Filter the records below down to lines containing "laid".

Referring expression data
=== Begin Enclosure ===

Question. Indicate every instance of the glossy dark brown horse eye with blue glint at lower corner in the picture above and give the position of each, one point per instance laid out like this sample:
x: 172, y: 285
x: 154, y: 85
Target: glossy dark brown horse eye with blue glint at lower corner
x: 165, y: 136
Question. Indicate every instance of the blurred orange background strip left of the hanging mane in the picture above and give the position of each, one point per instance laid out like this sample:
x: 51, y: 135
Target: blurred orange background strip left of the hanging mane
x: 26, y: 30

=== End Enclosure ===
=== Begin Enclosure ===

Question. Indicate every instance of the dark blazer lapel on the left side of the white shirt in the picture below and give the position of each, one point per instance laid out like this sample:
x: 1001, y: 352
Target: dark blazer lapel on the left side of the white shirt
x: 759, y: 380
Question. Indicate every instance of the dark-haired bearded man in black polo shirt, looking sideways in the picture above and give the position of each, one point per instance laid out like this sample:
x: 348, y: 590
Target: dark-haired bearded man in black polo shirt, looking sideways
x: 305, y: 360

=== End Enclosure ===

→ Exercise output:
Question. Indicate every instance of the glossy dark brown horse eye with blue glint at lower corner in the picture above and give the position of each, one point per instance laid out like this sample:
Question. Indicate every instance of the blurred orange background strip left of the hanging mane in the picture above and give the position of each, one point per instance laid out like this sample:
Question. Indicate every instance of the dark blazer lapel on the left side of the white shirt in the picture below and give the position of each, one point per instance laid out like this sample:
Question. Indicate every instance of the dark-haired bearded man in black polo shirt, looking sideways in the picture above and give the position of each, one point per instance laid out like this sample:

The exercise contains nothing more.